EXERCISE PROMPT » Give again, unaltered, the lines of the listing below that run from the line having "Target: red patterned scarf" through the line having "Place one point on every instance of the leafy".
• • • •
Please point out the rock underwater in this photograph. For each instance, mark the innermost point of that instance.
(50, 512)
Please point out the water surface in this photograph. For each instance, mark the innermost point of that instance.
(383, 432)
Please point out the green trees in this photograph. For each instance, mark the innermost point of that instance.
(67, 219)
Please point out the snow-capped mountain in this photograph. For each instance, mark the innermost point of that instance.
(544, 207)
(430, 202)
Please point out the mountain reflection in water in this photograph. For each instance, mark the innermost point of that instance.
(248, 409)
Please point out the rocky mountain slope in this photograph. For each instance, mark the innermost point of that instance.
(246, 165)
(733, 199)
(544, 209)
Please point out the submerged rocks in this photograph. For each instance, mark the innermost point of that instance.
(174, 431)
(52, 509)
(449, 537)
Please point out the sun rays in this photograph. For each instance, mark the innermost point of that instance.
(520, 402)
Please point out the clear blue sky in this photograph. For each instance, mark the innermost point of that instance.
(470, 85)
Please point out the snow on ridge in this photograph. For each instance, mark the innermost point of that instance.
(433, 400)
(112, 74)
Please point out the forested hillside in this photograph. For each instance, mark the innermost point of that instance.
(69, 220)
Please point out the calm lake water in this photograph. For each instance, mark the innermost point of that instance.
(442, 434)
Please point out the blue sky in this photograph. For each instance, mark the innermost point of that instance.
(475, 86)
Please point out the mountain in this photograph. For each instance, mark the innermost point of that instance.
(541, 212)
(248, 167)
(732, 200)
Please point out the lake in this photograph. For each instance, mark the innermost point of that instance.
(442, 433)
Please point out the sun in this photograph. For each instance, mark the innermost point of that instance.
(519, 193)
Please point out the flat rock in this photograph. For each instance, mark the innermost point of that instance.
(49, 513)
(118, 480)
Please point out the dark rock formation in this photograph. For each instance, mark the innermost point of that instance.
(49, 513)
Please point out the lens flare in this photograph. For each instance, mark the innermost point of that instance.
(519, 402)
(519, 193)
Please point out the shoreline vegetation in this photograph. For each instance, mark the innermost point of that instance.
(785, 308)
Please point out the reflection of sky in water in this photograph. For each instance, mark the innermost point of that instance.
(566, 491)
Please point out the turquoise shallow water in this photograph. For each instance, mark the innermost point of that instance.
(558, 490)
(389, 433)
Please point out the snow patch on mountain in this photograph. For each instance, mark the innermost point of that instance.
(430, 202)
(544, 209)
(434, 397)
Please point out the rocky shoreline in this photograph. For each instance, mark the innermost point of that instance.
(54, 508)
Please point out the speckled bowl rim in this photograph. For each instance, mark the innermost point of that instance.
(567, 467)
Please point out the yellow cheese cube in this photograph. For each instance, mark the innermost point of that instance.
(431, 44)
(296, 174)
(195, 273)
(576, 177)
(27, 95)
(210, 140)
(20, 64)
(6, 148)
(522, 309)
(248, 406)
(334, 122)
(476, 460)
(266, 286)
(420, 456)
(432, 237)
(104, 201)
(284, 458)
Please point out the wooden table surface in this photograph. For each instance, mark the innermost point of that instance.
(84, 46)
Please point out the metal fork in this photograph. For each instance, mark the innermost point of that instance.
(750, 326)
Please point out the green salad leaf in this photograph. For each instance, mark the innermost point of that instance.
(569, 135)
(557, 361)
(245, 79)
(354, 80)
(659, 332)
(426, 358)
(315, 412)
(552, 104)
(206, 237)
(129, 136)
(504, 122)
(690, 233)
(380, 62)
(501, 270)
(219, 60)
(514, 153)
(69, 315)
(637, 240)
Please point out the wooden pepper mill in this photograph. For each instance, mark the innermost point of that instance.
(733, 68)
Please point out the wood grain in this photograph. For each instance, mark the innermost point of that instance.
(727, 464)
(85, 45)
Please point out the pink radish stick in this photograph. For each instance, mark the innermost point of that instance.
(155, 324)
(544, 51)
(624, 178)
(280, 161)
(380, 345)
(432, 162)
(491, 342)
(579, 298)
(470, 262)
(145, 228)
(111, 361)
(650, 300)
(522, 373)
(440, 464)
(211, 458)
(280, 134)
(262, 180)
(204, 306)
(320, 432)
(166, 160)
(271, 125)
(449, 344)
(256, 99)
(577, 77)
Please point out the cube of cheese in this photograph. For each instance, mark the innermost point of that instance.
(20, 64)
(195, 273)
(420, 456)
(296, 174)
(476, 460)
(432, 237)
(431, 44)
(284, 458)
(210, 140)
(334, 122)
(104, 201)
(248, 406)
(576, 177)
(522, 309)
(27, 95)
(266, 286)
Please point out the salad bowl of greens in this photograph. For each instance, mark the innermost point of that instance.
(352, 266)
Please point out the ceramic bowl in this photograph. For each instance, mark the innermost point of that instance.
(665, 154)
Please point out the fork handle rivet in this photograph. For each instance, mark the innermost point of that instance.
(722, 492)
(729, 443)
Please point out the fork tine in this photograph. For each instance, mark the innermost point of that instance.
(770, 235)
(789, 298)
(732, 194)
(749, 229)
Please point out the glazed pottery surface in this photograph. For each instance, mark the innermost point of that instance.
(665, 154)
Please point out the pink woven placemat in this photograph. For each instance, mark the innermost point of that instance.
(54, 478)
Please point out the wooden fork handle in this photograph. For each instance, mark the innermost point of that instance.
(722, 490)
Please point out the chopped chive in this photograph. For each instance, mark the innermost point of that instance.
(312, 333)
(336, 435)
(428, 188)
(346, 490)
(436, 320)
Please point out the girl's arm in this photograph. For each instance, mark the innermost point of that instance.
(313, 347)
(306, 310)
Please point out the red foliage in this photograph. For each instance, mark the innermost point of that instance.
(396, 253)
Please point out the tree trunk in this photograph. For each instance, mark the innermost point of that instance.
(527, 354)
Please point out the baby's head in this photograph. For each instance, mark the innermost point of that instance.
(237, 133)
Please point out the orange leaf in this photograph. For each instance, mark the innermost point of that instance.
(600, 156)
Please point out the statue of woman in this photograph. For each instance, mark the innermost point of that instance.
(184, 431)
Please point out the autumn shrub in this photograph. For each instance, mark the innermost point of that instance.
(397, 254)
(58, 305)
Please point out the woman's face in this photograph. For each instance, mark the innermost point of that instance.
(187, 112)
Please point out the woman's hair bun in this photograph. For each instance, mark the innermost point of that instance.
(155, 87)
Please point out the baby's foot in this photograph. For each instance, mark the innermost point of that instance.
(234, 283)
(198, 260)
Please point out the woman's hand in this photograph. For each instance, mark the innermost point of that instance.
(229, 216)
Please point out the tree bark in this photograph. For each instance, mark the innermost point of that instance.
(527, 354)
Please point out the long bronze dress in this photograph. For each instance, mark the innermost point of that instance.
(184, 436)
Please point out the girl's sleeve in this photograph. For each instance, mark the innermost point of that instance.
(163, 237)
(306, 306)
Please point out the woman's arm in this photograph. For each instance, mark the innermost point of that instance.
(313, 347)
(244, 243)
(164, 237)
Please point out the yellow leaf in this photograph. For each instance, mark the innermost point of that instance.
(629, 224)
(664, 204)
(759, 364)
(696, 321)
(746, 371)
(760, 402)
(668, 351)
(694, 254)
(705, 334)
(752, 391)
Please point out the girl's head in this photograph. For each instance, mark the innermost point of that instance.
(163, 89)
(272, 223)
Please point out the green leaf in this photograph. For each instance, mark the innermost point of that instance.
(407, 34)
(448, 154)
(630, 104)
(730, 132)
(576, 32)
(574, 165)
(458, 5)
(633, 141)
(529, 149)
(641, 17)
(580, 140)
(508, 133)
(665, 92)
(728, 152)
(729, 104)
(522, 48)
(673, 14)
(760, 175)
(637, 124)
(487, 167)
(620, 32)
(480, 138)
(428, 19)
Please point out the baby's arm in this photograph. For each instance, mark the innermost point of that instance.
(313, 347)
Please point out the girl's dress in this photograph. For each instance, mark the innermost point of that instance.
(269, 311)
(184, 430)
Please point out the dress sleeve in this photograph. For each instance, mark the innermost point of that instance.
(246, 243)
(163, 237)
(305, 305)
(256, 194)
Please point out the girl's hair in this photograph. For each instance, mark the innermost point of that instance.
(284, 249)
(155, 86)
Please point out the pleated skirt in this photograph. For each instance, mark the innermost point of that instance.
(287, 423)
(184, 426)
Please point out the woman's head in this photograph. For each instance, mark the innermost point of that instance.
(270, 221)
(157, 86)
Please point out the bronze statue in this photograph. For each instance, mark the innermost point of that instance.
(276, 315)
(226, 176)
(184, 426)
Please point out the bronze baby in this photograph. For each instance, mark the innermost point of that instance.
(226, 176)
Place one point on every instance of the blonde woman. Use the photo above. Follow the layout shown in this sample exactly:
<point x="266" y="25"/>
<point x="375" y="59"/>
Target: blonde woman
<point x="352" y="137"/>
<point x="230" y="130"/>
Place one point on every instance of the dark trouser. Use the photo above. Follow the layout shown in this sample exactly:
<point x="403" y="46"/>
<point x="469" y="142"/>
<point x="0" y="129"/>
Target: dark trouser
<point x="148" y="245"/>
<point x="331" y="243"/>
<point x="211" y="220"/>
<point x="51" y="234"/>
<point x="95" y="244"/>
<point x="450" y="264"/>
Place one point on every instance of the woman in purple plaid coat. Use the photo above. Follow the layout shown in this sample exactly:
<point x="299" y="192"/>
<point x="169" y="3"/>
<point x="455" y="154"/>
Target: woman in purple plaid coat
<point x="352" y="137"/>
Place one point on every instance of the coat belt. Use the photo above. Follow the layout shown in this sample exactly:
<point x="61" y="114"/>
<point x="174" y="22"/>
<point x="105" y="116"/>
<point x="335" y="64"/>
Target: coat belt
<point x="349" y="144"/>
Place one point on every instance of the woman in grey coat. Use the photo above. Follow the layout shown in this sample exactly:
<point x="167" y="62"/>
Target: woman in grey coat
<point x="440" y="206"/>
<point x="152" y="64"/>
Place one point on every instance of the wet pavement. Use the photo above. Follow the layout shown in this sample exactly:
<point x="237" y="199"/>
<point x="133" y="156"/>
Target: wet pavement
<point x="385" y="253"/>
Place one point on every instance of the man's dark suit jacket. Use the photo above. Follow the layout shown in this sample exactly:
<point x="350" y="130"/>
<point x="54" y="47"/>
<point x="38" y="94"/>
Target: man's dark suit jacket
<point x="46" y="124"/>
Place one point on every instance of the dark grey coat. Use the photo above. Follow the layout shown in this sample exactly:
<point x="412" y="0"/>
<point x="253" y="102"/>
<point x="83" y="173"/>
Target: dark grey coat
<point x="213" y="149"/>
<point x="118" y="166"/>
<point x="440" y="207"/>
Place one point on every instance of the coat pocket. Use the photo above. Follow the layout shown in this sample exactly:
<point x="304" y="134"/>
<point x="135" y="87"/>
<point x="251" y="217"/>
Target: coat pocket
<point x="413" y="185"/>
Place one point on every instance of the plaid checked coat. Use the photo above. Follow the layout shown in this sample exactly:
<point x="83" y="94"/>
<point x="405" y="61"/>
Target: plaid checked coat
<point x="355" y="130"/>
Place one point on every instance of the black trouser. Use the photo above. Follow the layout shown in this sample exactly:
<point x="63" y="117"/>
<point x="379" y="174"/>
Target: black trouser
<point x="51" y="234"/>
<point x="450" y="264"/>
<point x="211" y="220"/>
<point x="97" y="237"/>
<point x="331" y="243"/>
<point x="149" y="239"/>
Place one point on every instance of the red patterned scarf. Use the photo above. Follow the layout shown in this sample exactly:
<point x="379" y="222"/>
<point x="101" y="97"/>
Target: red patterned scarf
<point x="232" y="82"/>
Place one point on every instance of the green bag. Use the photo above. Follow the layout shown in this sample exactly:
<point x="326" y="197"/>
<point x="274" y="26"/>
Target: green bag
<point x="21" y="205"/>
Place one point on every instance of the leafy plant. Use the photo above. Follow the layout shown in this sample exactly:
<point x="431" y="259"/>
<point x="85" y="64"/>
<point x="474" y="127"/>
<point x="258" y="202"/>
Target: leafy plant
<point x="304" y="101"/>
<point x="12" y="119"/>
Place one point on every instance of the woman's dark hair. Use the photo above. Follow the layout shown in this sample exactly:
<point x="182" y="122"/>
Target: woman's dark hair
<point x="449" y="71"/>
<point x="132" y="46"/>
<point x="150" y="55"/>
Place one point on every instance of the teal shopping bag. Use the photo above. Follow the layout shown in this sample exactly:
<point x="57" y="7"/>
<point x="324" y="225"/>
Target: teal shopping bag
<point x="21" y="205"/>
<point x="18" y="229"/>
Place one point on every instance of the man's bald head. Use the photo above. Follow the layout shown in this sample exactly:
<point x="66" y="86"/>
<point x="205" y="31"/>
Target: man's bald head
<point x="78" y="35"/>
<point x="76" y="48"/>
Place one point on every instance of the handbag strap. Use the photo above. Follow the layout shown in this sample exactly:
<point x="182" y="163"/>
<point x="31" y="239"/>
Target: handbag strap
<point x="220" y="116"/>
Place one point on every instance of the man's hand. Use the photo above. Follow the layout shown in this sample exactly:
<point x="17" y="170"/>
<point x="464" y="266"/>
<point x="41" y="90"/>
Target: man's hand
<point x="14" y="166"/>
• • • •
SOLUTION »
Target: red patterned scarf
<point x="232" y="82"/>
Place one point on every instance of the green bag. Use the photo above. Follow the layout shown in this sample exactly:
<point x="326" y="197"/>
<point x="274" y="26"/>
Target: green bag
<point x="21" y="205"/>
Place one point on every instance of the leafy plant. Use the photo above. Follow the layout shown in this sample exactly:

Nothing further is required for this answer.